### REQUIREMENT 1
Answer these from the cursive writing article:
(a) Which skill does the article say has become more important than cursive writing?
(b) Which committee held the hearing on the bill to restore cursive writing?
(c) Who chaired that committee?
### REQUIREMENT 2
Retype the section of the cursive writing article that begins at the words "And while technology" and ends after "Jean Leising (R-Oldbenburg.)", changing no characters.

### TEXT BLOCK
>> Begin
There’s an effort underway at the Statehouse to preserve cursive writing. It’s no longer required in Indiana schools. The digital age has educators making new choices and, suddenly, keyboarding is more important than cursive writing.
This was irony, meantime, when the Senate Education Committee considering a bill to restore cursive writing started its first hearing of the year under new circumstances. It’s paperless. “I’ve never had an I-pad and never worked on one till this Monday,” said committee chairman Sen. Dennis Kruse (R-Auburn) as he launched the meeting, “so, this is new to me.”
And while technology marches on, the question is: should students in Indiana schools continue to learn the old way? “We could be creating a generation of kids that, if the battery’s dead or the power’s out, they won’t know the value of a pen, pencil or piece of paper,” bill author Sen. Jean Leising (R-Oldbenburg.)
>> End
### DATASET CONTENT
>> Begin
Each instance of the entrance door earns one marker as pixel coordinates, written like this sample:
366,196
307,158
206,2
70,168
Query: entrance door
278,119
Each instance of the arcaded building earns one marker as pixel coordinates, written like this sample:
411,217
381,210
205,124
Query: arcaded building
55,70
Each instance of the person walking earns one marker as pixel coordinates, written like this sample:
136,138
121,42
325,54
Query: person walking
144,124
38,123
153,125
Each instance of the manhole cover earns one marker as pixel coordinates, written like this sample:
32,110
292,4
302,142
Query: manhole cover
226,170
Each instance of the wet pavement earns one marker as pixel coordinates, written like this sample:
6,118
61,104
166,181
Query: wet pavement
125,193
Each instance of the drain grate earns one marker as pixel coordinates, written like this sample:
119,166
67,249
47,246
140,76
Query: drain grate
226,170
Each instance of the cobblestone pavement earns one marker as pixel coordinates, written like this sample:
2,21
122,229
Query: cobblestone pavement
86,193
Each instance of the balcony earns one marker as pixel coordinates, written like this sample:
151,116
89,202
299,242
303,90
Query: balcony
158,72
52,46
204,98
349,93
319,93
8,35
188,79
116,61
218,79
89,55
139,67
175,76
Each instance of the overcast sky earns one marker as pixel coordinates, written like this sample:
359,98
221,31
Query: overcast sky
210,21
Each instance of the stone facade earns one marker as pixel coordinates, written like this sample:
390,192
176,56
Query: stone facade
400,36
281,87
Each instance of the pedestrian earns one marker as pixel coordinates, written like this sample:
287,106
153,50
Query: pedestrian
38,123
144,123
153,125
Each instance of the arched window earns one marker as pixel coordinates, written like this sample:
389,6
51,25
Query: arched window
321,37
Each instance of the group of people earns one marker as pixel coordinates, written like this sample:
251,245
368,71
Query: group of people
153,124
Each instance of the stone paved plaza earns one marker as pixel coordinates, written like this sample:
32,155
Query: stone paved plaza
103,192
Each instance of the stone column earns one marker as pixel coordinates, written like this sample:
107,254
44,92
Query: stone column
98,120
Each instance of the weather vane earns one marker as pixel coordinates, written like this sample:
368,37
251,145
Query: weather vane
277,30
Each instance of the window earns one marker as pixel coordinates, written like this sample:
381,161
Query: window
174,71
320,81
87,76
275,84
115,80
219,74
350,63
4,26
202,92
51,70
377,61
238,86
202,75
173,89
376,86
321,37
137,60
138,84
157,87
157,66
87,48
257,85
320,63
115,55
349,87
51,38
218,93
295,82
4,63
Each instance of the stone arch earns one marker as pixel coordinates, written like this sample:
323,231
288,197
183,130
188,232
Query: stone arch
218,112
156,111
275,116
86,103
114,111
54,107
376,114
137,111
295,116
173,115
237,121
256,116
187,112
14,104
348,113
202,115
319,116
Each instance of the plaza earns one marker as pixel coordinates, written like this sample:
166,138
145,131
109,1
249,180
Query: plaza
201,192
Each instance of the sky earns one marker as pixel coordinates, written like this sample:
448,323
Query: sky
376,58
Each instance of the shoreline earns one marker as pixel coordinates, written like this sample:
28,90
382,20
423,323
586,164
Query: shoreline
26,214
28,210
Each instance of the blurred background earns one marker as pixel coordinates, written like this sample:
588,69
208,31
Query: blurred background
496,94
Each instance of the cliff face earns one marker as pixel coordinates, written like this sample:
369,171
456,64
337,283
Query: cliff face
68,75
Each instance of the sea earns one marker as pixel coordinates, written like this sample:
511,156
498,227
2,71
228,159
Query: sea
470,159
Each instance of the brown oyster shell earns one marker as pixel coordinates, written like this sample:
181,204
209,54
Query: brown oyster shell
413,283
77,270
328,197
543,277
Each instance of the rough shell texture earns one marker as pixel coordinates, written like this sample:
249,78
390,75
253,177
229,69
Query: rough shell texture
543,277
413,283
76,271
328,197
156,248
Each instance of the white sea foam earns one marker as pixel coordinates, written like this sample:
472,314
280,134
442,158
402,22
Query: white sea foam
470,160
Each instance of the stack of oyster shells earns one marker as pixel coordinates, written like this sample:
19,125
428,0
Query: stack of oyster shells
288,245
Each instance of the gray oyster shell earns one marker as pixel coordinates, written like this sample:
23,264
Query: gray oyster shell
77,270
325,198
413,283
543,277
>> End
### TASK ANSWER 1
(a) Keyboarding.
(b) The Senate Education Committee.
(c) Sen. Dennis Kruse (R-Auburn).

### TASK ANSWER 2
And while technology marches on, the question is: should students in Indiana schools continue to learn the old way? “We could be creating a generation of kids that, if the battery’s dead or the power’s out, they won’t know the value of a pen, pencil or piece of paper,” bill author Sen. Jean Leising (R-Oldbenburg.)